PASSAGE:
##############################

FROM OCTOBER 1757 TO OCTOBER 1758,

BOTH INCLUSIVE.

TO THE READER.

THE HERXIT, (first published about forty-five years ago) was among some of the author's earliest writings; and having been well received, by the more serious part of his readers, at that time, he resolved to give it a place among such works of his, as he might afterwards be induced to think, in any degree, worthy of being collected from their original fugitive state; and of being preserved and bequeathed to posterity (or at least to his surviving friends) in a more permanent way, by means of the press.

The subjects treated of by the HERMIT, in his fourth and fifth numbers, and his soliloquies in the second and sixth, hav. ing so close a relation to some of the foregoing Sermons, and especially to those from 1. Thess. chap. iv. (On Death, a Resurrection from the Dead, a future Judgment and an eternal World to come) determined the author's choice of this volume, as the proper place, to give the HERMIT's speculations a chance for longer life. In the manner of composition (though the subjects are allied) there may be found some difference between juvenile writings, and those of advanced age; between compositions for a periodical work, and the public at large; and compositions for the pulpit, or a particular congregation. But the comparison of this difference will not be displeasing to ingenuous readers.

THE HERMIT, No. I.

TO THE

PROPRIETORS OF THE AMERICAN MAGAZINE;

OCTOBER, 1757.

##############################

DATA BLOCK:
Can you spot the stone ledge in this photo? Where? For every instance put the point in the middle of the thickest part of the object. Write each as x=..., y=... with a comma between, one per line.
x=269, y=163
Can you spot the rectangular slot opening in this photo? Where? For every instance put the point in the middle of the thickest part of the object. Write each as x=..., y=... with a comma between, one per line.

##############################

TASKS TO CARRY OUT:
(1) Render this sentence from the Hermit preface in French: "But the comparison of this difference will not be displeasing to ingenuous readers."
(2) Pick up the Hermit preface after its final line and write the opening of the first Hermit letter that follows.

EXERCISE RESPONSES:
(1) Mais la comparaison de cette différence ne déplaira pas aux lecteurs de bonne foi.

(2)
GENTLEMEN,

SEQUESTERED as I am from the world and most of its concerns, your plan for publishing an American Magazine has found its way to my retreat. - As I have always been a friend to works of this nature, especially when their chief end is made to consist in advancing the interest of religion, virtue and knowledge, I find myself strongly prompted, both by duty and inclination, to contribute my endeavours, and give all the assistance in my power, for promoting a design that appears so well calculated for the public good. It is, therefore, my purpose, to offer you my reflections, once a month, upon such subjects as correspond with the character which the good providence of heaven has called me to sustain; and these, you may easily guess, will be of the serious, moral, and religious kind.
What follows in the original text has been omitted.